TASK TO COMPLETE | Copy word for word the part of the text about hospital cleaning staff starting with "In his sweeping" and going on through "patients following behind.".

SOURCE TEXT |

********************

Dedication: Cork University Hospital housekeeping staff, from left, Geraldine Barry, Fiona Grant, Ian Morey, Haylen Gaffney, Margaret Gallahue and Linda Heaney. Photo: Daragh Mc Sweeney/Provision

Dedication: Cork University Hospital housekeeping staff, from left, Geraldine Barry, Fiona Grant, Ian Morey, Haylen Gaffney, Margaret Gallahue and Linda Heaney. Photo: Daragh Mc Sweeney/Provision

Ian Morey ends his 12-hour day by stripping off his clothes at the side door of his home. He puts them in the bag his girlfriend will have left out for him. He dashes inside to the shower for a thorough soaping, dons clean clothes and gloves, retrieves the bag from outside and shoves its contents into the washing machine on a hot cycle.

"I am very cautious. I shaved my hair the other day. I have young kids at home and my girlfriend is pregnant," he says. This is life on the front line for the often-unsung heroes in the war on the coronavirus.

In his sweeping lockdown speech to the nation, Taoiseach Leo Varadkar lauded superheroes in scrubs and gowns. Add to that the heroes who wield mops. Hospital cleaning staff are the first line of defence against the virus, the ground troops who move in to destroy it, clearing a safe path for the medical teams and patients following behind.

********************

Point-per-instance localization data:
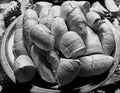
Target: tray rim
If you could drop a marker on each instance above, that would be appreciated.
(10, 72)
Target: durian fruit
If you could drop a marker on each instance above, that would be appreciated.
(66, 8)
(24, 68)
(107, 39)
(98, 8)
(56, 10)
(84, 6)
(46, 16)
(93, 19)
(77, 22)
(39, 5)
(94, 65)
(42, 65)
(103, 30)
(93, 44)
(54, 60)
(41, 36)
(30, 19)
(19, 47)
(72, 45)
(67, 71)
(58, 28)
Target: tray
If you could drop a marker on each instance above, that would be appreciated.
(7, 56)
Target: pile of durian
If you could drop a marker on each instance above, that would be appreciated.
(62, 42)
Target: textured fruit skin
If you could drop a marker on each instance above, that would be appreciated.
(67, 71)
(94, 65)
(19, 47)
(41, 64)
(24, 69)
(30, 19)
(72, 47)
(92, 18)
(39, 5)
(93, 44)
(46, 17)
(56, 10)
(77, 22)
(42, 37)
(106, 37)
(54, 60)
(59, 27)
(66, 8)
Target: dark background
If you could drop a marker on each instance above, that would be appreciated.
(10, 87)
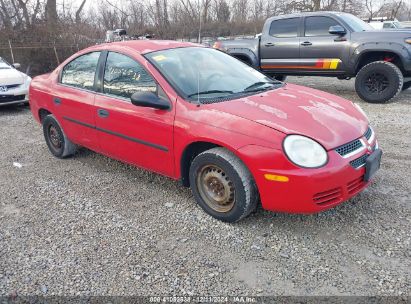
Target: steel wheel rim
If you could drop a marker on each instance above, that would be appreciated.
(55, 138)
(215, 188)
(376, 83)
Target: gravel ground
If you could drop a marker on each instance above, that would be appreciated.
(90, 225)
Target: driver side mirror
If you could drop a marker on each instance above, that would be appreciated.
(337, 30)
(149, 100)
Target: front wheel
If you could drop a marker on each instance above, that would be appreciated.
(222, 185)
(379, 82)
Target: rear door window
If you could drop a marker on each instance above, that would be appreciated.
(124, 76)
(81, 71)
(285, 28)
(318, 26)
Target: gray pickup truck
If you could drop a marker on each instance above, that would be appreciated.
(330, 44)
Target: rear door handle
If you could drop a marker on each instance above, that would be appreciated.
(305, 43)
(102, 113)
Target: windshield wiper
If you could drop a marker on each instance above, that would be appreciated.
(258, 86)
(210, 92)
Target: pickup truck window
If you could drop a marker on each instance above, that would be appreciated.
(318, 26)
(285, 28)
(124, 76)
(80, 72)
(356, 24)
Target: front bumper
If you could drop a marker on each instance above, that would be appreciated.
(307, 190)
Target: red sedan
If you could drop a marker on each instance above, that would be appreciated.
(195, 114)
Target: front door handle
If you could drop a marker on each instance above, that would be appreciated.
(305, 43)
(102, 113)
(57, 101)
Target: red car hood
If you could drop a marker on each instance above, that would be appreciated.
(292, 109)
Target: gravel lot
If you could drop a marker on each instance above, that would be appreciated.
(90, 225)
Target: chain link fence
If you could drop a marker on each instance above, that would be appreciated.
(41, 55)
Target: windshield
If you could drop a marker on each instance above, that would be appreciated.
(203, 74)
(4, 64)
(355, 23)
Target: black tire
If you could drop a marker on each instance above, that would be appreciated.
(58, 143)
(379, 82)
(280, 77)
(406, 85)
(243, 191)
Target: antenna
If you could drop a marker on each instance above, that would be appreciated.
(199, 17)
(198, 86)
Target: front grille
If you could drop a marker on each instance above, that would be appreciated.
(8, 98)
(359, 162)
(350, 147)
(328, 197)
(368, 133)
(355, 185)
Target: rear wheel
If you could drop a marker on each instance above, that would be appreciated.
(379, 82)
(222, 185)
(406, 85)
(58, 143)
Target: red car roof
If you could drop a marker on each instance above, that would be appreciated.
(145, 46)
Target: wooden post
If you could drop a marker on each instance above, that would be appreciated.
(11, 52)
(55, 53)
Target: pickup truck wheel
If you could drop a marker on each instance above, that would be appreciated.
(379, 82)
(222, 185)
(58, 143)
(406, 85)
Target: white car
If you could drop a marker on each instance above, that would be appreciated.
(14, 85)
(386, 24)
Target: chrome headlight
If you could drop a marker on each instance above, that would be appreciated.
(304, 151)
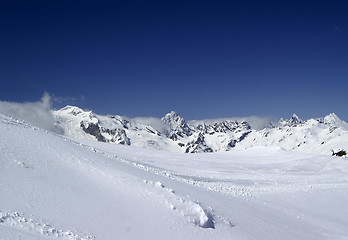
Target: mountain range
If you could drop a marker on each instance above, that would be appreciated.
(173, 133)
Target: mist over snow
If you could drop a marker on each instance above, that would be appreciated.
(37, 113)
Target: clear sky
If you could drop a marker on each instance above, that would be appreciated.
(203, 59)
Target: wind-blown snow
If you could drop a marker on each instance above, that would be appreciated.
(55, 187)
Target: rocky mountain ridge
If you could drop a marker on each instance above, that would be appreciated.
(174, 133)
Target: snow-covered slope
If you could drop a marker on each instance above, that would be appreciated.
(321, 136)
(174, 133)
(54, 187)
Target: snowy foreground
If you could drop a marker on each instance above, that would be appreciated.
(53, 187)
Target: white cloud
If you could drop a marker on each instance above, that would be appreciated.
(36, 113)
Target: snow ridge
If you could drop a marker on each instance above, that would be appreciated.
(322, 135)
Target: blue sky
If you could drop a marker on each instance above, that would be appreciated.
(203, 59)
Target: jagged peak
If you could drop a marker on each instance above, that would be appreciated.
(73, 110)
(293, 121)
(177, 124)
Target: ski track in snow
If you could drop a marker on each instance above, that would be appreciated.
(192, 210)
(17, 220)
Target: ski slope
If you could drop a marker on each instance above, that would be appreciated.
(54, 187)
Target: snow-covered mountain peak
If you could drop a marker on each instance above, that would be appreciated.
(177, 124)
(174, 133)
(293, 121)
(333, 120)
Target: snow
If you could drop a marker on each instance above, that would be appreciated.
(58, 187)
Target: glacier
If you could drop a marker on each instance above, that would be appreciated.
(73, 187)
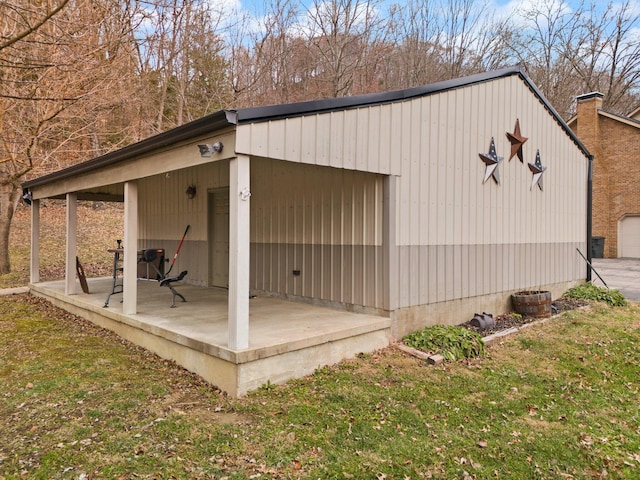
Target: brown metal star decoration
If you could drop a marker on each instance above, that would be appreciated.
(517, 140)
(537, 169)
(491, 161)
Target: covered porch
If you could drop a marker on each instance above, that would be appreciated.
(287, 340)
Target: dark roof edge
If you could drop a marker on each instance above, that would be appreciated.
(196, 128)
(619, 117)
(225, 118)
(555, 114)
(275, 112)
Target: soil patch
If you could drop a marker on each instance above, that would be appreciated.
(511, 320)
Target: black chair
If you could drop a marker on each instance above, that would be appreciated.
(148, 256)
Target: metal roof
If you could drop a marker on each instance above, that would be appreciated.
(225, 118)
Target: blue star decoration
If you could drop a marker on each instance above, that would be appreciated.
(491, 161)
(537, 169)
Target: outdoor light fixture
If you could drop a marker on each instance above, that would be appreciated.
(27, 196)
(207, 150)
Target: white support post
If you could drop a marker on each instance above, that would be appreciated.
(72, 232)
(34, 269)
(130, 245)
(239, 193)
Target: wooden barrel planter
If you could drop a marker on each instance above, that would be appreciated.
(532, 304)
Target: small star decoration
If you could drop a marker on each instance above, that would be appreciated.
(537, 169)
(517, 140)
(491, 160)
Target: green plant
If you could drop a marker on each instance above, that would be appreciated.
(589, 291)
(453, 343)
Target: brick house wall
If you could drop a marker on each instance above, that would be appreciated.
(614, 142)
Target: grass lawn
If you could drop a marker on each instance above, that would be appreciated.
(558, 400)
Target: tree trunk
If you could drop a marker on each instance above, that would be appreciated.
(9, 196)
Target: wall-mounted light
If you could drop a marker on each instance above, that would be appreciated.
(209, 149)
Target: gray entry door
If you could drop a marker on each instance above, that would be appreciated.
(218, 208)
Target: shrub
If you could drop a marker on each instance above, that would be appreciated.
(453, 343)
(589, 291)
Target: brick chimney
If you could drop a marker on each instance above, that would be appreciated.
(588, 131)
(587, 128)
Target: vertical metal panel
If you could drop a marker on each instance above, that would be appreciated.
(324, 222)
(164, 211)
(487, 238)
(360, 139)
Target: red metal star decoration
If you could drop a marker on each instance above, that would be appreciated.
(537, 169)
(517, 140)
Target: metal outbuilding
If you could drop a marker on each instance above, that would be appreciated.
(411, 207)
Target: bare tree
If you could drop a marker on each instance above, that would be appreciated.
(342, 36)
(60, 63)
(602, 48)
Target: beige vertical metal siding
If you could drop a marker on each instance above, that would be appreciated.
(459, 237)
(456, 237)
(165, 211)
(359, 139)
(325, 223)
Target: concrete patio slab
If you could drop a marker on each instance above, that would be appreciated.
(286, 339)
(619, 273)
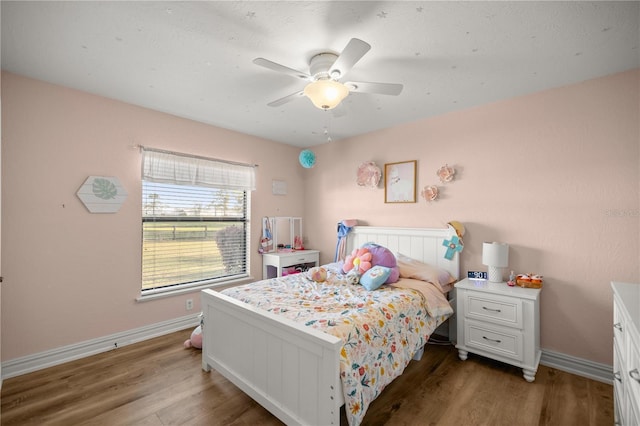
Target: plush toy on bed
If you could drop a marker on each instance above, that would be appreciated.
(359, 259)
(196, 339)
(318, 274)
(382, 256)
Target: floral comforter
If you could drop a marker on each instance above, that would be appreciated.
(381, 329)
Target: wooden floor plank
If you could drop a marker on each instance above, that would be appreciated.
(158, 383)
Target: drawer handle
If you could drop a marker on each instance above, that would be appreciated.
(498, 341)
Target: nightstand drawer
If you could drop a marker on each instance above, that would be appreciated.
(506, 311)
(507, 343)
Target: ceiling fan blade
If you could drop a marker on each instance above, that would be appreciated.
(352, 53)
(392, 89)
(287, 99)
(281, 68)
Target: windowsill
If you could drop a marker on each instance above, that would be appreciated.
(160, 293)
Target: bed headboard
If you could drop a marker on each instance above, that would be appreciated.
(423, 244)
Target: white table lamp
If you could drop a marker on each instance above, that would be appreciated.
(495, 256)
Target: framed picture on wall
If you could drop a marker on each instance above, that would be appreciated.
(400, 182)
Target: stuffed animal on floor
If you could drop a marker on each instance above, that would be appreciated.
(196, 339)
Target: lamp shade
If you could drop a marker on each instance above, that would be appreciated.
(326, 94)
(495, 256)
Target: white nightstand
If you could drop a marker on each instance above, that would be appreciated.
(499, 322)
(272, 263)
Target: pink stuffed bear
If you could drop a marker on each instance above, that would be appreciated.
(360, 259)
(196, 339)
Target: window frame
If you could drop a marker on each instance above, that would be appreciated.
(214, 282)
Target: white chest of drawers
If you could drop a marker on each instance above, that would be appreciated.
(499, 322)
(626, 353)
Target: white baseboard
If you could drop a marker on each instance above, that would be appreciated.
(39, 361)
(30, 363)
(581, 367)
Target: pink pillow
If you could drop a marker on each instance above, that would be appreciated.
(382, 256)
(360, 259)
(412, 268)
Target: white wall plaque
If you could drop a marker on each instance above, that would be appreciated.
(102, 194)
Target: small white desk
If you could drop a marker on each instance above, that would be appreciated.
(279, 260)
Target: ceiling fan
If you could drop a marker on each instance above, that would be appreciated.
(325, 89)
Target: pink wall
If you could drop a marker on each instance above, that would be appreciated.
(554, 174)
(72, 276)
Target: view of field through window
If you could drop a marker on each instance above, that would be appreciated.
(191, 234)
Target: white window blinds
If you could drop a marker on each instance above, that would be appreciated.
(194, 221)
(180, 169)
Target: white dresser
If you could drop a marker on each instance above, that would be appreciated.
(626, 353)
(499, 322)
(273, 263)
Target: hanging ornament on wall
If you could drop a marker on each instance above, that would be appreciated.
(307, 159)
(446, 173)
(430, 193)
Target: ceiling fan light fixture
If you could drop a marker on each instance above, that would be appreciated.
(326, 94)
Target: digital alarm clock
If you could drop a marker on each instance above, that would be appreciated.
(477, 275)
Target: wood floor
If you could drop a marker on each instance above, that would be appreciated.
(158, 382)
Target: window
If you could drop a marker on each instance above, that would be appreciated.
(195, 221)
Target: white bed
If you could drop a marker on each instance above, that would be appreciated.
(290, 369)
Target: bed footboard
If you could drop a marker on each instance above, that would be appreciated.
(291, 370)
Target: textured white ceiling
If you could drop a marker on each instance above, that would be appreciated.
(194, 59)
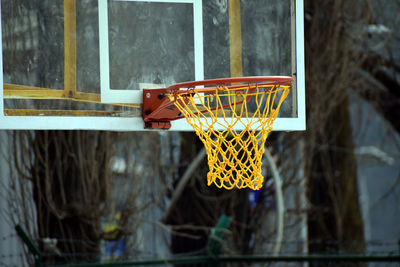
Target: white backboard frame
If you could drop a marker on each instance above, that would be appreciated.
(136, 123)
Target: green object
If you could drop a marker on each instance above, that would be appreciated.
(31, 246)
(216, 237)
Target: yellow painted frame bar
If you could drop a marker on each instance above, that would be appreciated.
(13, 91)
(70, 47)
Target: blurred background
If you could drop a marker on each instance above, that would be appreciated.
(87, 196)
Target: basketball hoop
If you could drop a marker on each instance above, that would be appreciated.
(215, 109)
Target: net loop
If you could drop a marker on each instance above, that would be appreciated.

********************

SOLUTION TO THIS TASK |
In his sweeping lockdown speech to the nation, Taoiseach Leo Varadkar lauded superheroes in scrubs and gowns. Add to that the heroes who wield mops. Hospital cleaning staff are the first line of defence against the virus, the ground troops who move in to destroy it, clearing a safe path for the medical teams and patients following behind.